◆ **Problems to solve**
**1)** Reproduce the passage about Manual Cinema's Mementos Mori word for word, from start to finish.
**2)** Find every line in the listing below that contains the string "green", treating uppercase and lowercase as different, and copy each of those lines.

Chicago's own Manual Cinema is one of our favorites here at ChiIL Live Shows/ChiIL Mama. We totally dug Luna del Rey, and the hairy short they performed with Barrel of Monkeys, That's Weird Chicago.

This endlessly inventive group of Chicago artists, uses disarmingly simple tools - live music, paper puppets, overhead projectors - to tell transformative stories. Their enchanting works unsettle the boundaries between cinema and theater.



With Mementos Mori, their new feature-length performance of cinematic shadow puppetry, Manual Cinema offers a beguiling meditation on how digital culture is changing our relationship to death and dying. Mementos Mori weaves together three interrelated stories about death and technology. After she steals a pocket watch from her grandmother's mysterious visitor, five-year-old Melba sees visions of dying birds. A washed-up TV host with heart problems, Mel finds unexpected romance in the arms of a bewitching stranger. And bike messenger, Marie, finds herself playing a life-or-death chess match with a dangerous opponent.

Shadow puppets interact with live actors in silhouette, while a chamber ensemble and video complete the immersive multimedia experience, imbuing the experience of attending a movie with a live theatrical immediacy.

Mementos Mori was commissioned by MCA Stage. Manual Cinema (manualcinema.com) was provided an eight-day production residency at the MCA culminating with a Work-In-Progress showing this past August.

◆ **Exercise data**
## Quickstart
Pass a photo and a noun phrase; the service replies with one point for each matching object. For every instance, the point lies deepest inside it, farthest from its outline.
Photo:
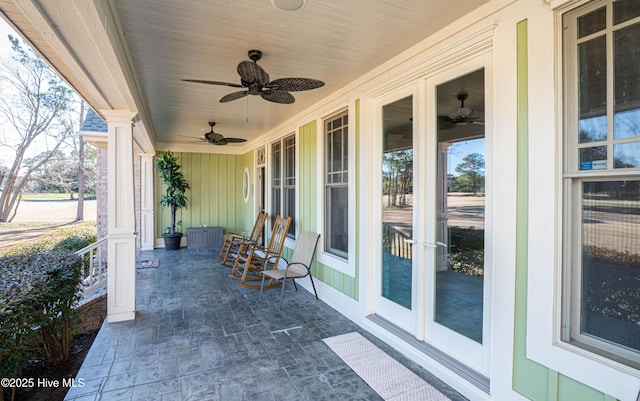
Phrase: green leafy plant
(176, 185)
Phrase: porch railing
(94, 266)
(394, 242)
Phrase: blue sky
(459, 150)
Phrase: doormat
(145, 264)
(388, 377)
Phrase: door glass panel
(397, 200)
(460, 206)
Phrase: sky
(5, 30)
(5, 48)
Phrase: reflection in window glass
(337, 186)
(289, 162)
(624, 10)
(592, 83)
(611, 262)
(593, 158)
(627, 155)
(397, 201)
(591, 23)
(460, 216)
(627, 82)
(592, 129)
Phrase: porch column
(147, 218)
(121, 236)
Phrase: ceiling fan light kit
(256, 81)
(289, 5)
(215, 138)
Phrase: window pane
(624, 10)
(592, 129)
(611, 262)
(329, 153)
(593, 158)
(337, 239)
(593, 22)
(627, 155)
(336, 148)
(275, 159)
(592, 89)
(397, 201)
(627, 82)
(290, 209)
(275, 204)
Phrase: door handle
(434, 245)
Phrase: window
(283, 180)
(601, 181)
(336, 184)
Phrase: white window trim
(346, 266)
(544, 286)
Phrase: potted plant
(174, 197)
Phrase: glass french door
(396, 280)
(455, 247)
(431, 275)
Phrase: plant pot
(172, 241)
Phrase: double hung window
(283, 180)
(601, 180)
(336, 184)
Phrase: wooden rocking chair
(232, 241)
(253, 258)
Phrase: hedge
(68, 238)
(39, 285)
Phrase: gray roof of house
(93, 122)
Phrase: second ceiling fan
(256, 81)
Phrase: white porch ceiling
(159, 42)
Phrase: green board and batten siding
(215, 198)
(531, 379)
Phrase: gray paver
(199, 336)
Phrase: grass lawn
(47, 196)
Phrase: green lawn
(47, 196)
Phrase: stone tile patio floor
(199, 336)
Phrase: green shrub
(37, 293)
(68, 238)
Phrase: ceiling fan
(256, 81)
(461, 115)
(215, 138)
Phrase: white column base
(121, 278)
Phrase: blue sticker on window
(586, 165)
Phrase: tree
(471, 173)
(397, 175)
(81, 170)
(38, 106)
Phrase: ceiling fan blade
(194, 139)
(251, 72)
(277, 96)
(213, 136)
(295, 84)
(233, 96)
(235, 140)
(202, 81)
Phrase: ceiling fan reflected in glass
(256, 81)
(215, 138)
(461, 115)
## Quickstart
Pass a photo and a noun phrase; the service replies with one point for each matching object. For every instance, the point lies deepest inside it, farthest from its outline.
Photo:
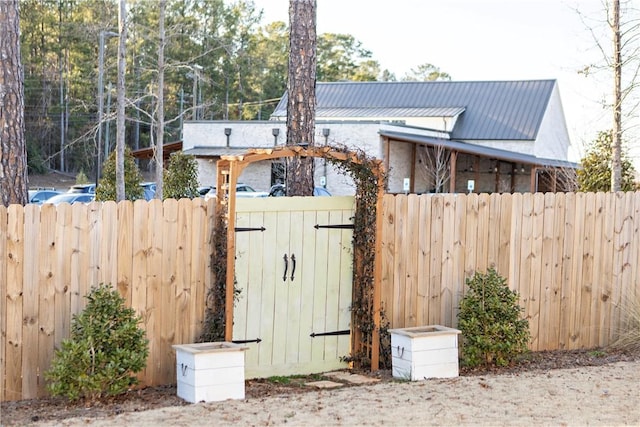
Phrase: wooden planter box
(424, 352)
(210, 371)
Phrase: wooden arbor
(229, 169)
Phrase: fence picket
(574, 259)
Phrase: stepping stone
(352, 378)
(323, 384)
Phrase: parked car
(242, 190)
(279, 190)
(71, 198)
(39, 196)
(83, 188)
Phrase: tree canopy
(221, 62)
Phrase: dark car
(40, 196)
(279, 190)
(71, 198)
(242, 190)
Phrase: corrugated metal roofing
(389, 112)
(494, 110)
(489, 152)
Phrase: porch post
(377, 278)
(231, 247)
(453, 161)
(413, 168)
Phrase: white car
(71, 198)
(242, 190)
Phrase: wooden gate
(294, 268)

◆ **Worked answers**
**1)**
Chicago's own Manual Cinema is one of our favorites here at ChiIL Live Shows/ChiIL Mama. We totally dug Luna del Rey, and the hairy short they performed with Barrel of Monkeys, That's Weird Chicago.

This endlessly inventive group of Chicago artists, uses disarmingly simple tools - live music, paper puppets, overhead projectors - to tell transformative stories. Their enchanting works unsettle the boundaries between cinema and theater.



With Mementos Mori, their new feature-length performance of cinematic shadow puppetry, Manual Cinema offers a beguiling meditation on how digital culture is changing our relationship to death and dying. Mementos Mori weaves together three interrelated stories about death and technology. After she steals a pocket watch from her grandmother's mysterious visitor, five-year-old Melba sees visions of dying birds. A washed-up TV host with heart problems, Mel finds unexpected romance in the arms of a bewitching stranger. And bike messenger, Marie, finds herself playing a life-or-death chess match with a dangerous opponent.

Shadow puppets interact with live actors in silhouette, while a chamber ensemble and video complete the immersive multimedia experience, imbuing the experience of attending a movie with a live theatrical immediacy.

Mementos Mori was commissioned by MCA Stage. Manual Cinema (manualcinema.com) was provided an eight-day production residency at the MCA culminating with a Work-In-Progress showing this past August.

**2)**
Phrase: green leafy plant
Phrase: green board and batten siding
Phrase: green lawn
Phrase: green shrub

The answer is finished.